ENTRIES SHOWN
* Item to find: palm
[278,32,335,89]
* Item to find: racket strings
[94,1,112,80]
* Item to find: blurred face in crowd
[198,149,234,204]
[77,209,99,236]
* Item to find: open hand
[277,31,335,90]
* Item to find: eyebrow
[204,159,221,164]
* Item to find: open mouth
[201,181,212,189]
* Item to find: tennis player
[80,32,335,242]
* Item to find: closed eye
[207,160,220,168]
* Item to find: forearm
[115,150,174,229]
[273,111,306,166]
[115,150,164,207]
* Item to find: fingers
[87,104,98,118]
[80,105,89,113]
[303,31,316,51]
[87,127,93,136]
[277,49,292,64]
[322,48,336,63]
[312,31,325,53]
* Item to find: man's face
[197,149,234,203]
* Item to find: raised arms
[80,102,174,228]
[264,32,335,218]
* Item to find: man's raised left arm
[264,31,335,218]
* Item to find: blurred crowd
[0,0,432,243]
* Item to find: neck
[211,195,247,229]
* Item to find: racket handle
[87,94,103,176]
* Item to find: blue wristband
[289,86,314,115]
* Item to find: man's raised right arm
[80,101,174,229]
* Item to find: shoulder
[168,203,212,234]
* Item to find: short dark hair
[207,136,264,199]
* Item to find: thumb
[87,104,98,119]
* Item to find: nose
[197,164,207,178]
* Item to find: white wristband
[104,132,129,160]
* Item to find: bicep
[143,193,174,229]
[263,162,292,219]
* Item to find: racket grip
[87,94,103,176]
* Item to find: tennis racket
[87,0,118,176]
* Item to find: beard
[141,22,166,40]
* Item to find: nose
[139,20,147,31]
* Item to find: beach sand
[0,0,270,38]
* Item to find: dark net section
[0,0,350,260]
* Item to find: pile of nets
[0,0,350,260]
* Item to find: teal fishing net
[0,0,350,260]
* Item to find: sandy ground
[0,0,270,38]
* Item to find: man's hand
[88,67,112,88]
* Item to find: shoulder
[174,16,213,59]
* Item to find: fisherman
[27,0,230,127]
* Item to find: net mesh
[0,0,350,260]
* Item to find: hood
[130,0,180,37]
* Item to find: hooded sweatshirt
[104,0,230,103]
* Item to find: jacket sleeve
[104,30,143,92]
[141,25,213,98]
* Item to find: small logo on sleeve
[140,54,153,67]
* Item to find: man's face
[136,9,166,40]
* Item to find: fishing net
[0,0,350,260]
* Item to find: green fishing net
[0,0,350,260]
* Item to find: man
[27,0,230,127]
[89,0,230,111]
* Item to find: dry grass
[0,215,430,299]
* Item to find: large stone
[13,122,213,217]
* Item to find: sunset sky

REQUIRED WORK
Copy the lines from the one containing "to find: forearm" through the one containing "[0,0,432,243]", substituting "lifted" for "raised" and leaving everything else unchanged.

RESULT OF THE EXERCISE
* Item to find: forearm
[115,150,174,229]
[273,111,306,166]
[115,150,164,207]
* Item to find: fingers
[87,104,98,118]
[80,105,89,113]
[303,31,316,51]
[87,127,93,136]
[277,49,292,64]
[322,48,336,63]
[312,31,325,53]
* Item to find: man's face
[197,149,234,203]
* Item to find: lifted arms
[80,102,174,228]
[264,32,335,218]
* Item to find: man's lifted left arm
[264,31,335,218]
* Item to find: blurred crowd
[0,0,432,243]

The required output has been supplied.